### DO THIS
Rewrite the listing below, changing each "photo" to "image" and leaving all other text untouched. Omit the pictures from your answer.

### DATA FOR THIS EXERCISE
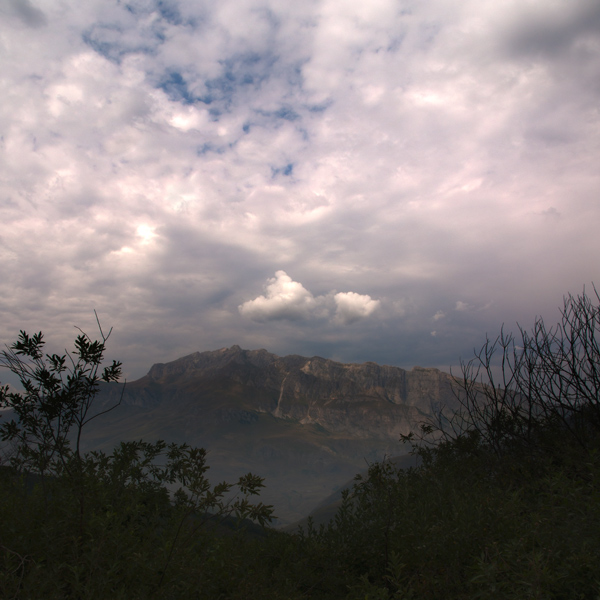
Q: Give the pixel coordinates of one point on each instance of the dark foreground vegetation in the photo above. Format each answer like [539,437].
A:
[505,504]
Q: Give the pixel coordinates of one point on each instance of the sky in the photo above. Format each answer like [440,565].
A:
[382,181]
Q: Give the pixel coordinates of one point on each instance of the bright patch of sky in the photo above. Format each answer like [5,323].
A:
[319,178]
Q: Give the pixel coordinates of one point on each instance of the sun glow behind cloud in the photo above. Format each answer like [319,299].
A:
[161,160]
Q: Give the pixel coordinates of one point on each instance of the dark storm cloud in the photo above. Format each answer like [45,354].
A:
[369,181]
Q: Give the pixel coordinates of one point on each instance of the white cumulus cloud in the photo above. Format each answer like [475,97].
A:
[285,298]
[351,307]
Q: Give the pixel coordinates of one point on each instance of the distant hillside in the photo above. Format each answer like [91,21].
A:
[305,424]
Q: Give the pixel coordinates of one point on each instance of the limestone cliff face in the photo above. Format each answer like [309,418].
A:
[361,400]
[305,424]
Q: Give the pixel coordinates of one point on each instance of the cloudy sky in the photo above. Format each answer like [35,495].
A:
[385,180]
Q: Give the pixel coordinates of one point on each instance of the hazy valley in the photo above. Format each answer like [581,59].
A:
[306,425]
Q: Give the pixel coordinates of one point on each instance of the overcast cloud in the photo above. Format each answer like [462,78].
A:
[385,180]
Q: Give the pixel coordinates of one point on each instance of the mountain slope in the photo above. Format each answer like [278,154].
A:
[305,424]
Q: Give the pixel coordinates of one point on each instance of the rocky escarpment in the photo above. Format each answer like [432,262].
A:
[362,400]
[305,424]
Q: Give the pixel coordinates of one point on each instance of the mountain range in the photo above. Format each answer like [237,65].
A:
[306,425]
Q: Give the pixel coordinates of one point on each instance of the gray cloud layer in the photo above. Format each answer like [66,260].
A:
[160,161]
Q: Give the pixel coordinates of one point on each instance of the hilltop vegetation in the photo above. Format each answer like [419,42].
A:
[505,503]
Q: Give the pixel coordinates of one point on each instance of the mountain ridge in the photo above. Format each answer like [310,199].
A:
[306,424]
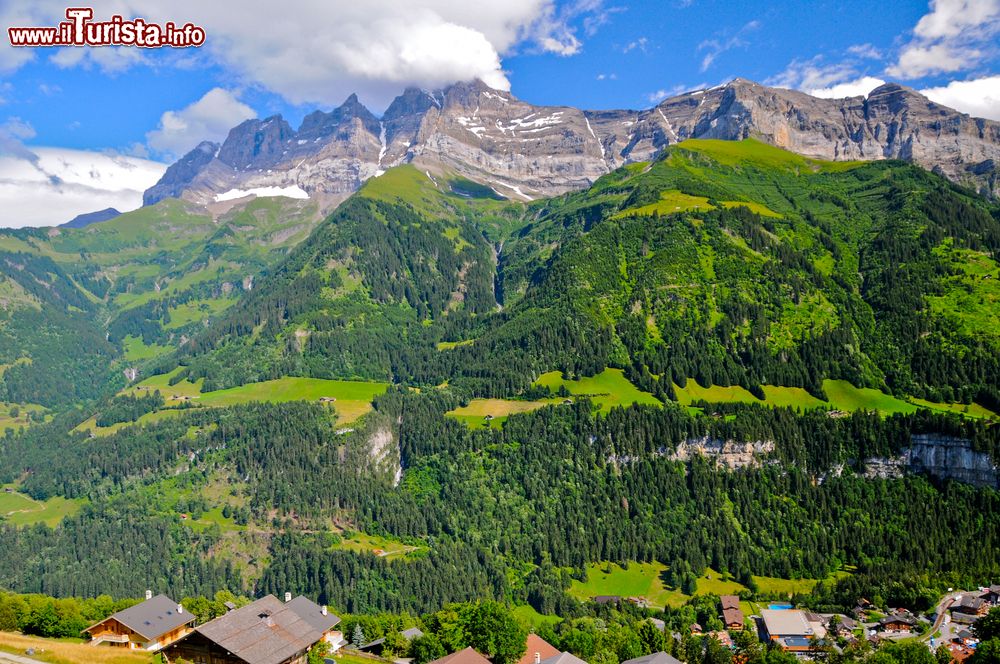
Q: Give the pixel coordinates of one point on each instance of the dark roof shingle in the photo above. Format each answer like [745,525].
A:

### ANSWER TO THIS TASK
Q: Give the pixel coordinates of one point on each instance of the dark foreground vegetation in the image above. Format each answer like [539,437].
A:
[505,504]
Q: Give the pixel coordinates of one point on each instance of the sky in the image above. Format each answer like [440,565].
A:
[382,181]
Q: Give the pixel coordinates of one point on each instance of the bright patch of sky in the image above. Format each answer like [5,323].
A:
[319,178]
Q: Give the pixel coordinates of one point on each instance of the sun glow behind cloud in the image above. Format each answer like [319,299].
A:
[161,160]
Q: Give the pixel coordinates of one point on each instance of the dark storm cloud in the image above. Format each answer like [45,354].
A:
[369,181]
Q: Give the pixel coordinates of one point on each instance of the white cumulus cloud in the image above. Format each answer like [475,97].
A:
[285,298]
[351,307]
Q: Give the pixel coordinates of one point on each instance of the distant hillside in the image above. Format each answer like [91,21].
A:
[305,424]
Q: Give the pixel coordinates of one point on each instance of the limestone cliff face in the image above. Format each answer like [309,418].
A:
[361,400]
[305,424]
Q: Give the pixel coordinates of one point on each instance of the cloudy sky in the image above. Format each answer like [35,495].
A:
[385,180]
Q: Give the pixel coordinates of one point on each instance of the hazy valley in the image above. Format each answer like [581,59].
A:
[306,425]
Q: Give the pixel coordinates of one point on each instance of the overcast cloud in the image above. Format each answer like [462,78].
A:
[385,180]
Q: Give the pixel coordinates of one point on each instance of the mountain slope in the image above. Format each answer like [278,154].
A:
[305,424]
Q: Give the pixel coordinates of one point on each instance of the rocky escarpment in the image above. Format each answer like [432,262].
A:
[362,400]
[305,424]
Q: Give the pixel coordinates of one point on each instance of the mountain range in the image above. Format each answer like [237,65].
A:
[306,425]
Q: Give the pixel coordinates of one point on each instance of the gray cloud layer in the image above. Format each answer like [66,260].
A:
[160,161]
Q: Give the pixel coordinates of one point on each instance of the hilltop vegetation in the image above. Format each answer like [419,42].
A:
[505,503]
Q: Give the pixel coordinates of one point on each instance of the mountain ridge in the image above. Format each answer like [310,199].
A:
[306,424]
Q: Give the pixel coordinates of one point on each instance of the dark roof shingle in the image above. Format each answer like [745,525].
A:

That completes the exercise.